■ Task objective ■
Convert the records below into a Markdown table with the columns "Row" and "Line", numbering each line and leaving out blank lines. Omit the pictures from the answer.

Extracted records:
>>>

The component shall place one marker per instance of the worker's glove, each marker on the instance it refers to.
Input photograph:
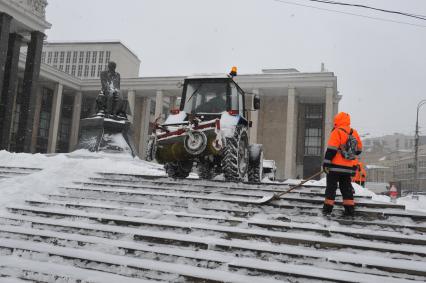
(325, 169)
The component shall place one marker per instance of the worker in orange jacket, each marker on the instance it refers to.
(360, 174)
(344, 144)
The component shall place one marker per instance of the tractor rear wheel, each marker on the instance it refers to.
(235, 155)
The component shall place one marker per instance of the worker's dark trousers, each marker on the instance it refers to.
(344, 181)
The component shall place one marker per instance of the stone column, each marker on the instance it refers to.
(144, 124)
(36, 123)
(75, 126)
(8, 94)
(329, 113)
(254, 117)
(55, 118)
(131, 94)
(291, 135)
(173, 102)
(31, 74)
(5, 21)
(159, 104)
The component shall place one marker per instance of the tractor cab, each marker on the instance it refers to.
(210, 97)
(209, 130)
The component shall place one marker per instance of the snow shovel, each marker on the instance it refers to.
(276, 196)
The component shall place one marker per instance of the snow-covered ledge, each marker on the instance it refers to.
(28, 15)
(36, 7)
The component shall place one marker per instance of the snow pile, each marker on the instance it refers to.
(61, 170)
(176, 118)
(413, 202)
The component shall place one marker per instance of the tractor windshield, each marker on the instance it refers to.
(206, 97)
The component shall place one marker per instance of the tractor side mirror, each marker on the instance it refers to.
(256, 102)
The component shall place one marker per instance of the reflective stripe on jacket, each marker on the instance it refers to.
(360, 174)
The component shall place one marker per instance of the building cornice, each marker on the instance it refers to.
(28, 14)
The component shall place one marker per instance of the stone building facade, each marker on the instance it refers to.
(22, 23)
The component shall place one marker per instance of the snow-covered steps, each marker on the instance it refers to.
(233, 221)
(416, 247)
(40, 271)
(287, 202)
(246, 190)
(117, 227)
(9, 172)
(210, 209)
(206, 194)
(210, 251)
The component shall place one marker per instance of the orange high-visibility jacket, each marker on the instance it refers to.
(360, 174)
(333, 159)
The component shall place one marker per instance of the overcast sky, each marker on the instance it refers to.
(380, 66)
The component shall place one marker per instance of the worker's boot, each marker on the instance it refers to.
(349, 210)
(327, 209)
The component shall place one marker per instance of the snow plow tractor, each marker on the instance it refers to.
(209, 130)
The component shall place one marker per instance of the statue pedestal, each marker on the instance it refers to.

<<<

■ Correct result ■
| Row | Line |
|---|---|
| 1 | The component shall place one marker per instance of the worker's glove, each marker on the instance it refers to. |
| 2 | Input photograph: |
| 3 | (325, 169) |
| 4 | The component shall place one marker per instance of the worker in orange jacket, each marker on the instance it refers to. |
| 5 | (360, 174) |
| 6 | (344, 144) |
| 7 | The component shall place one marker per instance of the tractor rear wheel, each marker on the instance it refers to. |
| 8 | (235, 155) |
| 9 | The component shall place one marker per instance of the worker's dark trousers, each marker on the instance it refers to. |
| 10 | (344, 181) |
| 11 | The component shall place one marker per instance of the stone column, each marker on the instance it refers to. |
| 12 | (144, 124) |
| 13 | (36, 123) |
| 14 | (75, 126) |
| 15 | (8, 94) |
| 16 | (329, 113) |
| 17 | (254, 117) |
| 18 | (55, 118) |
| 19 | (131, 94) |
| 20 | (291, 135) |
| 21 | (173, 102) |
| 22 | (31, 74) |
| 23 | (5, 21) |
| 24 | (159, 104) |
| 25 | The component shall place one marker per instance of the tractor cab, each marker on the instance it refers to. |
| 26 | (210, 97) |
| 27 | (209, 130) |
| 28 | The component shall place one marker per instance of the snow shovel, each marker on the instance it refers to. |
| 29 | (276, 196) |
| 30 | The component shall place one marker per instance of the snow-covered ledge, each marker on the instance it refers to. |
| 31 | (28, 15) |
| 32 | (36, 7) |
| 33 | The component shall place one marker per instance of the snow pile, each marker on the instance it refers to. |
| 34 | (61, 170) |
| 35 | (176, 118) |
| 36 | (413, 202) |
| 37 | The component shall place one marker per instance of the tractor windshield, each marker on the instance it refers to. |
| 38 | (206, 97) |
| 39 | The component shall place one marker per instance of the tractor side mirror, each marker on the instance it refers to. |
| 40 | (256, 102) |
| 41 | The component shall place one marker per instance of the reflective stripe on jacket, each marker on the instance it refers to. |
| 42 | (360, 174) |
| 43 | The component shall place one marker per instance of the building cornice, each marker on the instance it refers to. |
| 44 | (28, 14) |
| 45 | The component shall place one marker per instance of the stone building facade, each marker on the instance it refers to. |
| 46 | (22, 23) |
| 47 | The component shall place one marker per instance of the snow-covered steps, each marker on the instance it refers to. |
| 48 | (233, 221) |
| 49 | (416, 247) |
| 50 | (40, 271) |
| 51 | (287, 202) |
| 52 | (246, 190) |
| 53 | (117, 227) |
| 54 | (9, 172) |
| 55 | (210, 209) |
| 56 | (206, 194) |
| 57 | (210, 251) |
| 58 | The component shall place one marker per instance of the orange high-visibility jacket, each marker on the instance it refers to. |
| 59 | (360, 174) |
| 60 | (333, 159) |
| 61 | The component shall place one marker per instance of the overcast sky, each marker on the instance it refers to. |
| 62 | (380, 66) |
| 63 | The component shall place one marker per instance of the worker's boot, each marker on the instance it refers to. |
| 64 | (349, 210) |
| 65 | (327, 209) |
| 66 | The component shall place one marker per instance of the snow plow tractor, each marker on the instance it refers to. |
| 67 | (209, 130) |
| 68 | The component shall place one marker per instance of the statue pedestal, each marker on the instance it refers to. |